───── Source passage
ClickHouse’s WASM UDFs run in a separate process pool by default (similar to executable_pool functions). This provides better isolation than in-process WASM but trades startup cost.

SurrealDB:

DEFINE FUNCTION fn::normalize_address($input: string) {
    -- Body executes in SurrealDB's embedded WASM runtime.
    LET $result = wasm::call('normalize.wasm', 'normalize', $input)
        WITH MAX_MEMORY = 16MB
        WITH MAX_DURATION = 100ms;
    RETURN $result;
};

SurrealDB’s runtime is built on Wasmer; configure caps at the database level via db_config.toml.

Expected Behaviour

Signal Without WASM hardening With hardening
WASM function loops Stalls the backend process indefinitely Trapped by epoch deadline within configured ms
WASM function allocates 1 GiB Backend grows; possible OOM kill Trapped at memory cap
WASM function tries open("/etc/passwd") Succeeds if WASI fs capability granted EACCES (no preopens)
WASM function calls outbound HTTP Succeeds if WASI sockets unrestricted Refused unless allowlist matches
Audit log of function calls None Every invocation logged with user, function, duration, result
Function distribution Manual SQL upload OCI artifact, signed, manifest-tracked

Verify:

-- Run a function and confirm bounds are enforced.
SELECT wasm.call('normalize_address', 'rubbish input that triggers infinite loop');
-- ERROR: WASM function trapped: epoch_deadline_exceeded

SELECT wasm.call('enrich_with_geoip', '/etc/passwd');
-- ERROR: WASM function trapped: capability_denied (filesystem path outside preopen)

Trade-offs

Aspect Benefit Cost Mitigation
In-process WASM Low latency for per-row UDFs Memory caps share the database’s pool Set per-function caps tightly; monitor backend RSS.
Per-call CPU and memory caps Bounded resource use Caps reject legitimate work if too tight Profile representative workloads; size caps at 1.5x peak.
Default-deny WASI Smallest attack surface Functions that need I/O must explicitly request Document the capability matrix per function role.
OCI distribution + signing Same supply-chain controls as containers Tooling integration with the database’s deploy flow Wrap the deploy in a script that verifies before CREATE FUNCTION.
Audit logging Forensic visibility Log volume grows with query load Sample for high-volume functions; full log for security-sensitive functions.
SECURITY INVOKER default Function runs as the caller; no privilege escalation Functions that legitimately need elevated access must use SECURITY DEFINER carefully Reserve SECURITY DEFINER for a small set of admin-reviewed functions.
──────────
───── Excerpted records
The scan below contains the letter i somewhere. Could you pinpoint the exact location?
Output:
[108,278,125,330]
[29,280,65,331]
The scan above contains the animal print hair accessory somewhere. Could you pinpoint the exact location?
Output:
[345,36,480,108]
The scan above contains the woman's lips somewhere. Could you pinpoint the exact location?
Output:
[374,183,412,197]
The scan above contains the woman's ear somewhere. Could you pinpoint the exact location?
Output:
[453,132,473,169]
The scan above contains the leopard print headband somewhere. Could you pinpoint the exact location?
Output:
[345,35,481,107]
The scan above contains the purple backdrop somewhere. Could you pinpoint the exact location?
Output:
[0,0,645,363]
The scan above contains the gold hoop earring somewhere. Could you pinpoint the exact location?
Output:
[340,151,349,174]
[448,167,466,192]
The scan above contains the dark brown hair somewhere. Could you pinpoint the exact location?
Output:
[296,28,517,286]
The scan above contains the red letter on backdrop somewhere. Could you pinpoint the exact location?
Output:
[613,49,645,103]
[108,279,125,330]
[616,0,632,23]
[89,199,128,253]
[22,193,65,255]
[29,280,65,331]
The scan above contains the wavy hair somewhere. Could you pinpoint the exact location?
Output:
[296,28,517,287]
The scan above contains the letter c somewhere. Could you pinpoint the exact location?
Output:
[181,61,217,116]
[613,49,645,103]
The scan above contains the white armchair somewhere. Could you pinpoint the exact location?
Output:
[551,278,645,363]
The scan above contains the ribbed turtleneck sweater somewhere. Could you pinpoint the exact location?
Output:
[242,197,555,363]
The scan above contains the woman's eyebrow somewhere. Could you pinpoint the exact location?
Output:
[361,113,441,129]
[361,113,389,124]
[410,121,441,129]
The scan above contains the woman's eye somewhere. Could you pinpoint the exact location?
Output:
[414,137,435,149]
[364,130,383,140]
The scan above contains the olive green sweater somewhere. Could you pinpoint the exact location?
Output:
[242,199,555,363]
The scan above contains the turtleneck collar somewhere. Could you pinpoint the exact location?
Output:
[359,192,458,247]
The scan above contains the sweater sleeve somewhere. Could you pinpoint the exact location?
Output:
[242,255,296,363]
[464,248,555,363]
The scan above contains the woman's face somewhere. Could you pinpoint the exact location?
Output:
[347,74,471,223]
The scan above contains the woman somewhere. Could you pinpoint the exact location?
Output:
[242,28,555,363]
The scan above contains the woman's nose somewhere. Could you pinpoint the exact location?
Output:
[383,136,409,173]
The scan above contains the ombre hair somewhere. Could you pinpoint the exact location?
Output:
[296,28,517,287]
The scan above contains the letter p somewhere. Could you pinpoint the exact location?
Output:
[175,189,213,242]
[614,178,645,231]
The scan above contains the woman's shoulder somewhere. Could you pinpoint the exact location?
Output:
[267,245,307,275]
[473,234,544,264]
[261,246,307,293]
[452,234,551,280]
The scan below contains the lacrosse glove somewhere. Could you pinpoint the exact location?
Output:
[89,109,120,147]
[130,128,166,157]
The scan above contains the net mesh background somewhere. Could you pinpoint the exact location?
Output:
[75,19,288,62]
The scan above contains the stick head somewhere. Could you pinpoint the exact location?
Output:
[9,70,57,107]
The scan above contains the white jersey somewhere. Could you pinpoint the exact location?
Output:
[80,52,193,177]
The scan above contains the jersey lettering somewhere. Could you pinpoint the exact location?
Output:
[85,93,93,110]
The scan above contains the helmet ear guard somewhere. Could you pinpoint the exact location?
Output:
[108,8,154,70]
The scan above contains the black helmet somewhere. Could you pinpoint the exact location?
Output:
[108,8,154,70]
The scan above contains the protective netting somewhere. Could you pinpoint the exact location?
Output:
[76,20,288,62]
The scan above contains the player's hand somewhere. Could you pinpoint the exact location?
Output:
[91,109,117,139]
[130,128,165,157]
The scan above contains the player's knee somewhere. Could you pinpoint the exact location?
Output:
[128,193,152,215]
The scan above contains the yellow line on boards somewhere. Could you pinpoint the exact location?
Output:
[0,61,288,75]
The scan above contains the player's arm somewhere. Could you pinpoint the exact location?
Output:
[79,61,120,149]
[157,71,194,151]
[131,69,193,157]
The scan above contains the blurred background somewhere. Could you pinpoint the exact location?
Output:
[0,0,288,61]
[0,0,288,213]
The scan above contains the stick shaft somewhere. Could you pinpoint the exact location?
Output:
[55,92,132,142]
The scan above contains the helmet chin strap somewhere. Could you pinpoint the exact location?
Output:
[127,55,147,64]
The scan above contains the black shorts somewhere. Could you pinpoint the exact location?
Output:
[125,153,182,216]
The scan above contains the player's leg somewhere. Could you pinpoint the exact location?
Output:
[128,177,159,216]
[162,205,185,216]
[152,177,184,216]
──────────
» **Work instruction A**
Based on the WASM hardening passage above, do the following statements agree with it? Answer yes or no for each, and quote the deciding words. (i) ClickHouse runs its WASM UDFs in-process by default. (ii) SurrealDB's runtime is built on Wasmer. (iii) The trade-offs table recommends sizing caps at twice peak usage.
» **Work instruction B**
Answer these questions from the WASM hardening passage above:
(i) What maximum memory does the SurrealDB function definition set?
(ii) Without hardening, what happens when a WASM function allocates 1 GiB?
(iii) What mitigation does the trade-offs table give for audit logging?
» **Work instruction C**
Continue the WASM hardening passage from the point where it stops, keeping its style.

» **Expected output A**
(i) No: "ClickHouse’s WASM UDFs run in a separate process pool by default"
(ii) Yes: "SurrealDB’s runtime is built on Wasmer"
(iii) No: "size caps at 1.5x peak."

» **Expected output B**
(i) 16MB.
(ii) The backend grows, and an OOM kill is possible.
(iii) Sample for high-volume functions, and keep a full log for security-sensitive functions.

» **Expected output C**
Failure Modes

Failure Symptom Detection Recovery
Cluster-cap raised; function consumes too much memory Backend OOM-kill dmesg shows oom-kill on backend pid Lower the cluster cap; tighter per-function caps; investigate the leaking function.
SECURITY DEFINER function exploited Caller reads data they should not pgaudit shows function called by unexpected role Review the function’s logic; rewrite to take parameters instead of querying. Switch to SECURITY INVOKER if possible.
WASM compilation cache poisoned Function returns wrong results across backends Inconsistent results from the same function across queries Clear cache directory; confirm cache directory is exclusive per database cluster.
Function from compromised registry pulled Malicious function deployed Manifest reconciler detects digest mismatch Drop the function; investigate via cosign signature audit.
pg_wasm extension version mismatch with module ABI Functions fail to load after extension upgrade Extension upgrade runtime errors Pin extension version; recompile modules against the new ABI.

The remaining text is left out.